▶ **Exercício 1**
No texto sobre a chacina de Unaí, em que ano os executores do crime foram condenados?
▶ **Exercício 2**
Dê sequência ao texto sobre a chacina de Unaí a partir do ponto em que ele termina.

▶ **Trecho selecionado**
········
Chacina completa 15 anos

A cada ano se revive a dor, afirma fiscal sobre mortes em Unaí

Assassinato de quatro servidores, três auditores e um motorista, é lembrado em atos pelo país. 'Não adianta pegar o gato ou o coiote. Temos de chegar no topo da cadeia', diz procuradora

Reprodução Facebook Sinait

Protesto de auditores e famílias de vítimas realizado na manhã desta segunda-feira em Brasília: ‘triste página’ na história do país, até hoje sem punição aos mandantes do crime de 2004

São Paulo – A chacina de Unaí, que completa 15 anos hoje (28), foi lembrada em atos pelo país e também durante evento no Ministério Público Federal (MPF) em São Paulo sobre trabalho escravo. O auditor-fiscal André Roston, que coordena o programa de combate à prática no estado, afirmou que “cada ano é um reviver de dor”. O próprio procurador-geral do Trabalho, Ronaldo Fleury, contou que por pouco ele não foi uma das vítimas daquele crime.

Ele lembrou que a operação em Unaí em 2004, de apuração de denúncia sobre trabalho escravo em fazendas de feijão, deveria ser realizada em fevereiro, mas foi antecipada para 28 de janeiro por decisão de Nélson José da Silva, coordenador da equipe e uma das vítimas do crime. Com isso, não havia procuradores disponíveis e Fleury, então procurador-chefe no Distrito Federal, se ofereceu para ir, se necessário. A doença de um colega a forçou a permanecer. “Senão eu seria uma das vítimas daquela chacina.”

O Sinait, sindicato nacional dos auditores-fiscais, promoveu atos em memória das vítimas de Unaí e em protesto contra a impunidade de mandantes e intermediários do crime. Em 2013, os executores foram condenados e cumprem pena em regime fechado, mas no caso dos mandantes um deles, o ex-prefeito de Unaí Antério Mânica, teve o julgamento anulado. A sentença do empresário Norberto Mânica, irmão de Antério, foi reduzida, assim como a de outros dois, considerados intermediários do assassinato, Hugo Alves Pimenta e José Alberto de Castro. Todos estão em liberdade. Por isso, o ato em Brasília, na manhã de hoje, foi realizado diante do Tribunal Regional Federal da 1ª Região (TRF1), que em 2018 revisou as sentenças.

Para o Sinait, Unaí “é uma triste página na história da fiscalização do trabalho e chega aos 15 anos sob o signo da injustiça”. Em 2009, foram aprovadas as leis 11.905 (Dia Nacional do Auditor-Fiscal do Trabalho) e 12.064 (Dia Nacional de Combate ao Trabalho Escravo).
········
▶ **Dados fornecidos**
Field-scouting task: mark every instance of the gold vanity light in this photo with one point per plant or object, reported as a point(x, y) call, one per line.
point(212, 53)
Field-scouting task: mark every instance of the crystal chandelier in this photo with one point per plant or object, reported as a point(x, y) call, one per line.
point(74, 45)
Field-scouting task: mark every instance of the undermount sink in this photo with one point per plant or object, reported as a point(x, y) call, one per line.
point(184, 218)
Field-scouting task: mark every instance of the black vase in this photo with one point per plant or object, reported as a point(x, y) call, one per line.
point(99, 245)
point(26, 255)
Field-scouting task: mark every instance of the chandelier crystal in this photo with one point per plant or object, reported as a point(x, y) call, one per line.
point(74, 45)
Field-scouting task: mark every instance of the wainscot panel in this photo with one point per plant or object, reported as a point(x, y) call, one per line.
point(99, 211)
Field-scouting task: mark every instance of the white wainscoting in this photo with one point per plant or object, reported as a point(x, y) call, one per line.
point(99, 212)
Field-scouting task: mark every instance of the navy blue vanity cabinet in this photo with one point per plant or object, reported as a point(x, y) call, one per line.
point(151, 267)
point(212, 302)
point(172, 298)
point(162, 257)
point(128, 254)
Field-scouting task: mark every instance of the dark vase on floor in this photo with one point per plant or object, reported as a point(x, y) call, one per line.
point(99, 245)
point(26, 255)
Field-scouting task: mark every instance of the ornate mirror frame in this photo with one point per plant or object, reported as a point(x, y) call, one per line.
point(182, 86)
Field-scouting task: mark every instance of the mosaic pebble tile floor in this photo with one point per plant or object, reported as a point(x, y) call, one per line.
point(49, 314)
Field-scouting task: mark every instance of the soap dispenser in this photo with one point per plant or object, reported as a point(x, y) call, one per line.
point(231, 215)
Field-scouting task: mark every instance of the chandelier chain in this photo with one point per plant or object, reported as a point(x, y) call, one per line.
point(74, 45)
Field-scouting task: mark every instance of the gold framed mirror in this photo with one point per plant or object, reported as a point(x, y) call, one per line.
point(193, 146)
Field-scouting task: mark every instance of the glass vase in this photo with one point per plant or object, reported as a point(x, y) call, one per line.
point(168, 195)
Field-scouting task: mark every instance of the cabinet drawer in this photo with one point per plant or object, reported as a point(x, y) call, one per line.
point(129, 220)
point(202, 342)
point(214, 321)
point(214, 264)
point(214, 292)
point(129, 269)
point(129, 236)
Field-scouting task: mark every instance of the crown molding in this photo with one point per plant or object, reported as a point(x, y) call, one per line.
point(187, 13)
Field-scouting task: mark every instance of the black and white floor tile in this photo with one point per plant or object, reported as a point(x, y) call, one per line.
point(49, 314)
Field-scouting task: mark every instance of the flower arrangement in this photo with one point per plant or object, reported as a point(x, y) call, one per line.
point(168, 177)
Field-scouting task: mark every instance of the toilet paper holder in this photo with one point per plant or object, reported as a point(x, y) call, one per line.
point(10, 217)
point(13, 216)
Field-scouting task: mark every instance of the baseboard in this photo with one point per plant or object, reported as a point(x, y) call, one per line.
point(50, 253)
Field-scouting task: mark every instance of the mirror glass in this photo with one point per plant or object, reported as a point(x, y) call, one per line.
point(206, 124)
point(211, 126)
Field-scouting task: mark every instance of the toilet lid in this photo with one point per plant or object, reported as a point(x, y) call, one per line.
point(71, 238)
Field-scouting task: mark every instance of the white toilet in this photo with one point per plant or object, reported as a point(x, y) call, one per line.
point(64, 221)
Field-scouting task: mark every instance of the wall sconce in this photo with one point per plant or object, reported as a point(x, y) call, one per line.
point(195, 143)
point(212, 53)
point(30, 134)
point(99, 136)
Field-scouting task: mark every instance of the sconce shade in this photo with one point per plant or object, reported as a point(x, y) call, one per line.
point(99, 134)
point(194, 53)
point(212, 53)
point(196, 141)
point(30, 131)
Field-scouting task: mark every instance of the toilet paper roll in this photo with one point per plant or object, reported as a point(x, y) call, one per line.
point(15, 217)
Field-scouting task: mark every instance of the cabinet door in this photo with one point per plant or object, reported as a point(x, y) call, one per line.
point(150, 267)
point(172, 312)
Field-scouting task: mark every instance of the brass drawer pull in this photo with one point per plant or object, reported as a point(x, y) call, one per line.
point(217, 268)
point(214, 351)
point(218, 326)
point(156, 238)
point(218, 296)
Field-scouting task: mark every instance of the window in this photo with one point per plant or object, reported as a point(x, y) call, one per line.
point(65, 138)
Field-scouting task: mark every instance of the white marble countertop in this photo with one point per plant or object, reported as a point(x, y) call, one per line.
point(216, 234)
········
▶ **Resposta 1**
Em 2013.

▶ **Resposta 2**
Coordenador durante dois anos e meio da divisão de combate ao trabalho escravo no extinto Ministério do Trabalho (foi demitido durante o governo Temer), Roston afirmou que a história “marca pessoalmente”, porque ele chefiou uma das equipes de fiscalização e conheceu pessoas que conviveram com as vítimas: os auditores-fiscais Nélson José da Silva, João Batista Soares Lage e Eratóstenes de Almeida Gonçalves e o motorista Aílton Pereira de Oliveira.

Viúva de Eratóstenes, Marinês participou do ato em Brasília e lamentou a decisão do TRF1. “O júri condenou, deu a pena, eles recorreram, e nós com esperança de que fosse mantida a decisão. Fizeram com que a nossa história fosse riscada, mais dolorida, mais cruel”, afirmou, em vídeo postado pelo Sinait.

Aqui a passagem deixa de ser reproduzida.